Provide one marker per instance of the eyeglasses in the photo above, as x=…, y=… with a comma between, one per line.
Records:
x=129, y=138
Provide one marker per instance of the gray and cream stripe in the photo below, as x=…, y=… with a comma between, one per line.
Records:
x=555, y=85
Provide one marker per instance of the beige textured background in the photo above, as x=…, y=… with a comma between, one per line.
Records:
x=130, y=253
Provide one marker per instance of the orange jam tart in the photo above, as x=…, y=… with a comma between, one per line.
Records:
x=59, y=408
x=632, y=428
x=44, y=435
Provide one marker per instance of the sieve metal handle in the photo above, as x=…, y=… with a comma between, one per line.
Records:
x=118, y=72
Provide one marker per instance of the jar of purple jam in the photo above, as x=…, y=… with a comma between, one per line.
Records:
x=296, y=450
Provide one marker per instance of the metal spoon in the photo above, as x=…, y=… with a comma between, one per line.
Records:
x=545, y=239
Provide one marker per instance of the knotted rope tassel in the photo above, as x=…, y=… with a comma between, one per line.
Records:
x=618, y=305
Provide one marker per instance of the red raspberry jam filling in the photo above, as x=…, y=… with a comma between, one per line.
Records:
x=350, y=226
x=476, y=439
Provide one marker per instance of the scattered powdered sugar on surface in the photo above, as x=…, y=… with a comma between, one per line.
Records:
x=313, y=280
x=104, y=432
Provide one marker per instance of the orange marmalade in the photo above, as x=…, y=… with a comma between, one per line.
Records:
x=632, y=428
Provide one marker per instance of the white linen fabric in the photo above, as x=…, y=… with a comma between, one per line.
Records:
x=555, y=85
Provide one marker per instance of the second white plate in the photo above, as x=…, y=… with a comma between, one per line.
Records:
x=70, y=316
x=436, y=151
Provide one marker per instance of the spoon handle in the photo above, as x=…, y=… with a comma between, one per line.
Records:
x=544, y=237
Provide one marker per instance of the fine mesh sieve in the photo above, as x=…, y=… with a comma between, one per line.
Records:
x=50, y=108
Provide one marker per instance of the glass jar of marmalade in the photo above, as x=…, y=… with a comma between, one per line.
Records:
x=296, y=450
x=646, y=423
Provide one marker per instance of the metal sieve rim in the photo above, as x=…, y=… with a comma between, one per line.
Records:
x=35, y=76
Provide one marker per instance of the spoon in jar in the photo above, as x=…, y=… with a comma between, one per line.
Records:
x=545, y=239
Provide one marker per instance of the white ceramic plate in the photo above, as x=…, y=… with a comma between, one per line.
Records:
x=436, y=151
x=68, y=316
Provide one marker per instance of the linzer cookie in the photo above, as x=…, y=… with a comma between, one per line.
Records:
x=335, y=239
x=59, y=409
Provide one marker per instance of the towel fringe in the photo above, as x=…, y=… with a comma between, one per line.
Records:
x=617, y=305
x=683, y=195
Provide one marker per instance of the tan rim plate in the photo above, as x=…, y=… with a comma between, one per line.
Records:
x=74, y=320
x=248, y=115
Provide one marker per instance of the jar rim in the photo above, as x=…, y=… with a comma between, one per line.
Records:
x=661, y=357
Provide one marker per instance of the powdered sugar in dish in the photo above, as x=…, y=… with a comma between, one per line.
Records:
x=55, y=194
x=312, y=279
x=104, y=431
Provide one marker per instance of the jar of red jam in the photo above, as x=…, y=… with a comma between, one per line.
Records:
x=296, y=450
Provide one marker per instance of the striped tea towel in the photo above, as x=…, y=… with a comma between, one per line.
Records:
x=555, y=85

• **DESCRIPTION OF THE TASK**
Report each line in the entries where the string "plate" occurs.

• **OUTPUT OF THE EXERCISE**
Provide one marker per instance of the second white plate in the photo above, as x=…, y=… with a comma between, one per line.
Provide one marker per instance of the white ceramic plate in the photo above, as x=…, y=… with a comma between, one per line.
Provide one marker per instance of the tan rim plate in the photo above, as x=…, y=… with a comma between, one per line.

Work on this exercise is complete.